* **TASK GOAL**
Pick up the article below on what wiped out the Ice Age megafauna and keep writing it from its last sentence onward.

++++ PAGE EXCERPT

The true cause behind the Quaternary extinction event – the worldwide phenomenon that wiped out 177 species of mammalian megafauna a hundred millennia ago – has eluded science for the longest time.

While popular hypotheses identify either climate change or the rise of humanity as the factor that truly spelled doom for the woolly mammoth, the smilodon, and their ilk, researchers have spent the last five decades trying to determine the real reason behind the extinction of the gigantic creatures that dominated the global Plio-Pleistocene landscape.
 
 
However, researchers from Aarhus University believe that they have evidence strong enough to uncover the truth – and it may be a rather uncomfortable one.
 
Hunting for answers
 
Led by Aarhus’s Professor Jens-Christian Svenning, the study, which was recently published in the Proceedings of the Royal Society, points to the boom in global human activity – both in terms of expansion and hunting – as the main reason behind the disappearance of mammalian species that weighed more than or equal to 10 kg (22 lbs) existing between 132,000-1,000 years ago.
 
The so-called “overkill” theory suggests that Ice Age animals were unable to cope with the effects of humanity’s migration from Africa to different continents over the last 100,000 years. The study’s findings provide a strong correlation between human hunting and extinction. Large prehistoric animals (or in the case of carnivores, their smaller prey) were hunted by humans for food; rapidly dwindling populations and food source scarcity soon led to the Ice Age animals’ extinction.

++++++++
++++ DATASET CONTENT

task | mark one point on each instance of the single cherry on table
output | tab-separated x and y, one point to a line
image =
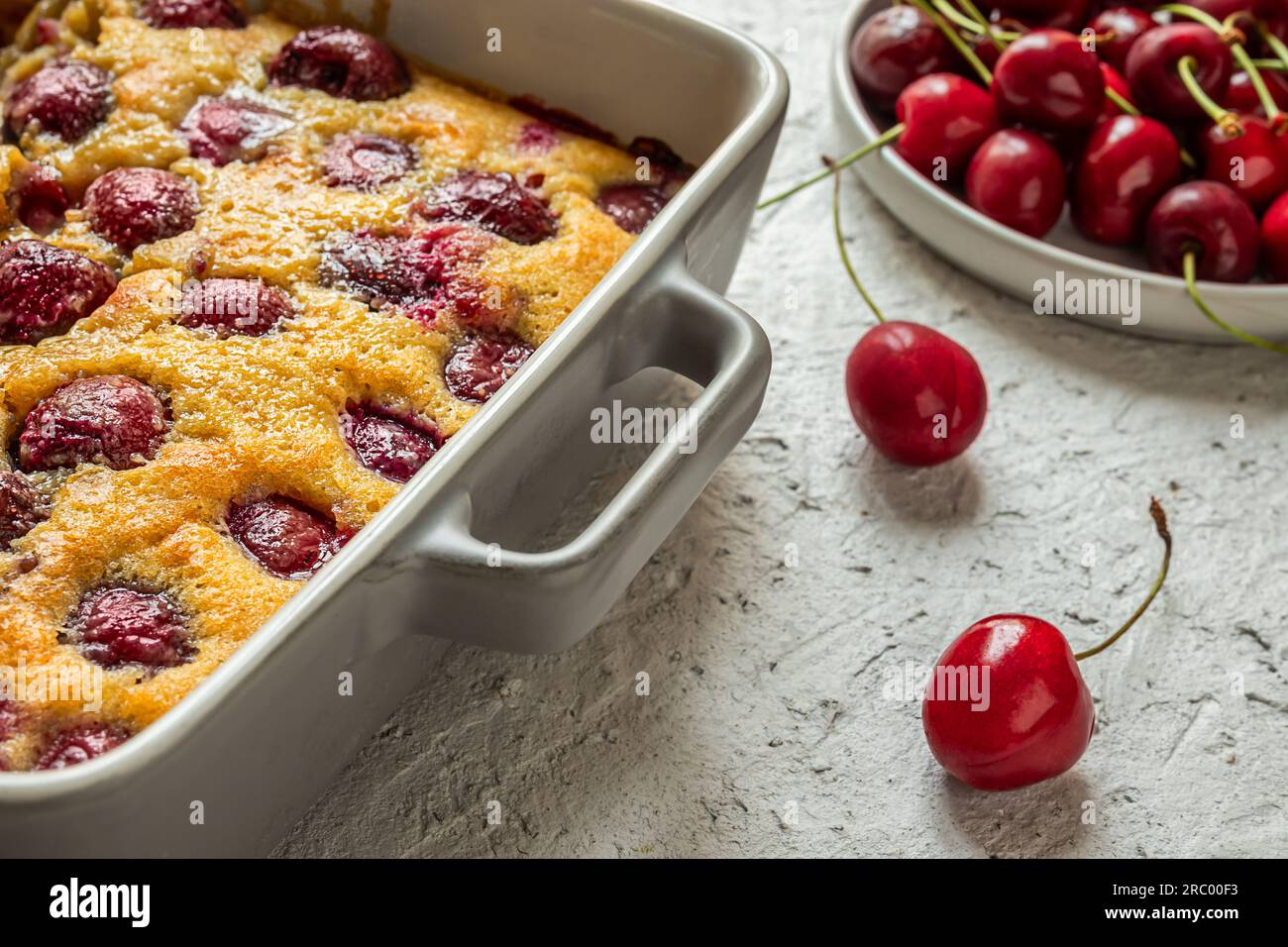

++++++++

* **RIGHT ANSWER**
By mapping the geographical variation of mammalian megafauna that existed during the Quaternary extinction event’s time frame, the researchers found that massive species wipeouts occurred in virtually all climate zones, affecting cold-adapted, tropical, and temperate species alike. Out of the 177 species that went the way of the dinosaurs, 62 species were from South America, 43 were from North America, 38 came from Asia, 26 from Australia and its surrounding region, 19 from Europe, and 18 from Africa. The largest losses were observed in North and South America, where saber-toothed cats, mastodons, giant armadillos, and giant sloths used to be widespread.
 
“We consistently find very large rates of extinction in areas where there had been no contact between wildlife and primitive human races, and which were suddenly confronted by fully developed modern humans (Homo sapiens),” explained Svenning. “In general, at least 30% of the large species of animals disappeared from all such areas.”
 
“Our results strongly underline the fact that human expansion throughout the world has meant an enormous loss of large animals,” according to study co-author Søren Faurby.
 
Climate change – a cold theory?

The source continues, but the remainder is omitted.